GIVEN EXERCISE:
Reproduce the listing below, changing every occurrence of "even-odd rule" to "nonzero winding rule" and keeping everything else identical. Omit the pictures from the output.

EXCERPTED RECORDS:
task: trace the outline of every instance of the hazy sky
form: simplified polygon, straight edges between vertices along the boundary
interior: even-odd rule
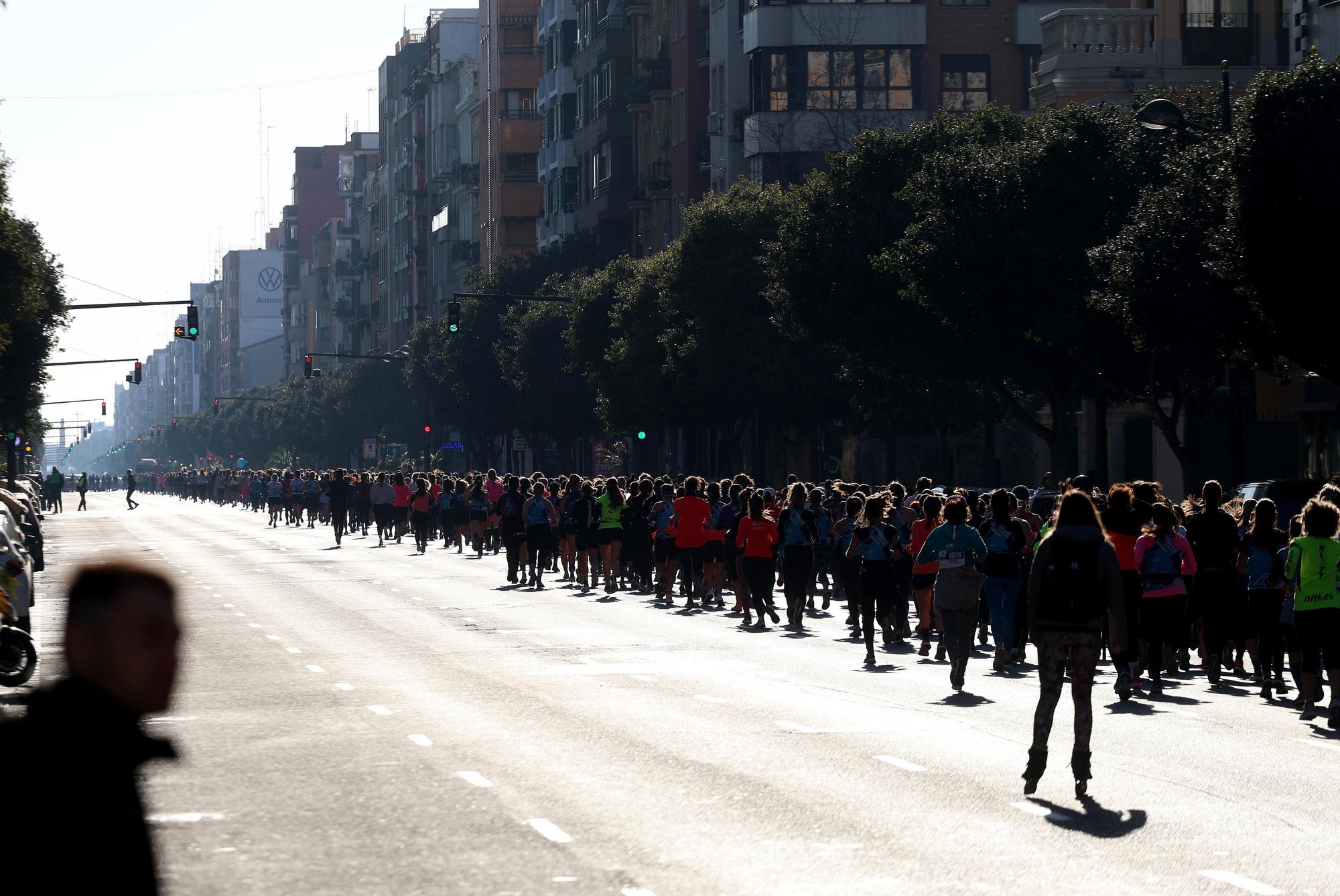
[[[279,223],[289,202],[295,146],[343,142],[346,116],[350,130],[375,130],[367,91],[375,116],[377,68],[402,25],[422,28],[427,9],[377,0],[8,0],[0,150],[12,162],[13,207],[64,265],[71,304],[123,301],[107,289],[188,298],[190,281],[212,279],[220,250],[256,246],[261,219]],[[76,312],[54,360],[145,357],[170,341],[184,310]],[[113,384],[129,366],[56,368],[47,399],[105,396],[114,405]],[[83,419],[98,407],[62,405],[47,419],[62,411]]]

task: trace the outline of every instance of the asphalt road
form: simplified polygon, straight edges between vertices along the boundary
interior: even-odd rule
[[[501,556],[334,550],[328,528],[151,495],[90,504],[48,518],[44,673],[74,566],[178,583],[182,678],[149,726],[182,760],[146,786],[172,893],[1340,888],[1340,738],[1250,679],[1183,675],[1122,706],[1101,674],[1091,798],[1065,697],[1025,800],[1032,666],[981,653],[953,697],[949,665],[910,649],[864,670],[838,607],[805,637],[744,631],[508,587]]]

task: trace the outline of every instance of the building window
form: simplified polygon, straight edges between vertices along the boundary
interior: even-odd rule
[[[856,108],[856,52],[811,49],[805,56],[805,108]]]
[[[860,107],[913,107],[913,51],[870,47],[860,51]]]
[[[1037,108],[1037,98],[1032,91],[1037,87],[1037,63],[1041,60],[1041,47],[1024,48],[1024,108]]]
[[[768,108],[773,112],[785,112],[789,106],[787,92],[787,53],[769,53],[768,56]]]
[[[939,58],[939,107],[967,112],[990,100],[990,56]]]

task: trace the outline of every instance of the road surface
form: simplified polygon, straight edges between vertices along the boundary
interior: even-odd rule
[[[170,575],[186,627],[150,766],[172,893],[1324,893],[1340,740],[1250,679],[1095,687],[1092,798],[1069,698],[1021,790],[1032,666],[864,646],[842,615],[744,631],[646,596],[508,586],[501,556],[115,493],[50,516],[35,611],[59,669],[83,562]],[[780,595],[779,595],[780,600]],[[682,603],[682,600],[681,600]],[[728,600],[729,603],[729,600]],[[838,607],[833,607],[838,614]],[[1290,694],[1292,697],[1292,694]]]

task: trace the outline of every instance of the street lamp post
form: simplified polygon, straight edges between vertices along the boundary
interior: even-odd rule
[[[1219,132],[1225,136],[1233,132],[1233,92],[1229,79],[1229,60],[1219,63]],[[1135,120],[1148,131],[1181,130],[1183,127],[1197,131],[1210,131],[1191,122],[1181,106],[1170,99],[1152,99],[1135,114]],[[1238,365],[1229,368],[1229,401],[1233,405],[1229,432],[1229,471],[1233,484],[1237,485],[1246,475],[1246,457],[1244,453],[1244,433],[1246,424],[1242,417],[1242,369]],[[1187,483],[1190,484],[1190,483]]]

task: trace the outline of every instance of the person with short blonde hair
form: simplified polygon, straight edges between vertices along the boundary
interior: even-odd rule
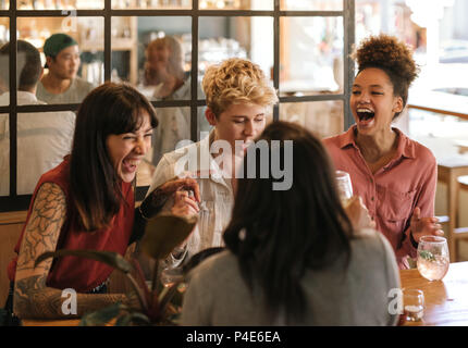
[[[232,58],[208,67],[202,88],[207,105],[219,115],[234,103],[272,107],[278,96],[263,71],[250,61]]]
[[[263,132],[271,107],[278,102],[276,92],[259,65],[245,59],[232,58],[208,67],[202,88],[207,98],[205,115],[213,129],[201,141],[164,154],[148,190],[151,192],[184,172],[198,175],[199,222],[184,257],[187,252],[192,256],[223,246],[222,232],[231,220],[236,190],[232,179],[236,164],[247,146]]]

OUTPUT:
task: trace the outline of every instance of the hazy sky
form: simplified polygon, straight edges between vertices along the boundary
interior: nonzero winding rule
[[[279,223],[289,202],[295,146],[343,142],[346,116],[350,130],[375,130],[367,91],[375,116],[377,68],[402,25],[422,28],[427,9],[377,0],[8,0],[0,150],[12,162],[13,207],[64,265],[71,304],[123,301],[107,289],[188,298],[190,281],[212,279],[220,250],[256,246],[261,219]],[[76,312],[54,360],[145,357],[170,341],[184,310]],[[113,384],[129,366],[56,368],[47,399],[105,396],[114,405]],[[83,419],[98,407],[62,405],[47,419],[62,411]]]

task: trace the outline of every instance of the asphalt road
form: simplified polygon, straight edges between vertices along the boundary
interior: nonzero winding rule
[[[501,556],[334,550],[328,528],[151,495],[90,504],[48,518],[44,673],[74,566],[178,583],[182,678],[149,726],[182,760],[146,786],[172,893],[1340,888],[1340,738],[1250,679],[1183,675],[1122,706],[1101,674],[1091,798],[1065,697],[1025,800],[1032,666],[981,653],[953,697],[949,665],[910,649],[864,670],[838,607],[805,637],[744,631],[508,587]]]

task: trace the outline of every instance of the building window
form: simplified polygon, straight edges between vertices along the boundary
interior: nonzero winding rule
[[[856,108],[856,52],[811,49],[805,56],[805,108]]]
[[[860,107],[913,107],[913,51],[870,47],[860,51]]]
[[[1037,108],[1037,98],[1032,91],[1037,87],[1037,63],[1041,60],[1041,47],[1024,48],[1024,108]]]
[[[768,108],[773,112],[785,112],[789,106],[787,92],[787,53],[769,53],[768,56]]]
[[[939,58],[939,107],[967,112],[990,100],[990,56]]]

task: trace the outline of every instance of the road surface
form: simplified polygon, straight edges between vertices along the boundary
interior: nonzero winding rule
[[[170,575],[186,627],[150,766],[172,893],[1324,893],[1340,740],[1250,679],[1095,687],[1092,798],[1069,698],[1021,790],[1032,666],[864,646],[842,615],[744,631],[646,596],[508,586],[501,556],[115,493],[50,516],[35,611],[59,669],[83,562]],[[780,595],[779,595],[780,600]],[[682,603],[682,600],[681,600]],[[728,600],[729,603],[729,600]],[[838,607],[833,607],[838,614]],[[1290,694],[1292,697],[1292,694]]]

task: trace the outline of every instance of the street lamp post
form: simplified polygon, straight edges between vertices along the boundary
interior: nonzero winding rule
[[[1219,132],[1225,136],[1233,132],[1233,92],[1229,79],[1229,60],[1219,63]],[[1135,120],[1148,131],[1181,130],[1183,127],[1197,131],[1210,131],[1191,122],[1181,106],[1170,99],[1152,99],[1135,114]],[[1238,365],[1229,368],[1229,401],[1233,405],[1229,432],[1229,471],[1233,484],[1237,485],[1246,475],[1246,457],[1244,453],[1244,433],[1246,424],[1242,417],[1242,369]],[[1187,483],[1190,484],[1190,483]]]

task: trace the outline of every instance of the person with short blonde hair
form: simplified polygon, straight edges between vertices along the boundary
interior: nonzero winding rule
[[[232,58],[208,67],[202,88],[207,105],[219,115],[234,103],[272,107],[278,96],[263,71],[250,61]]]
[[[263,132],[271,107],[278,102],[276,92],[259,65],[245,59],[232,58],[208,67],[202,88],[207,98],[205,115],[213,129],[201,141],[164,154],[148,190],[151,192],[184,172],[198,175],[199,222],[184,257],[187,252],[192,256],[223,246],[222,232],[231,220],[236,190],[232,179],[236,164],[247,146]]]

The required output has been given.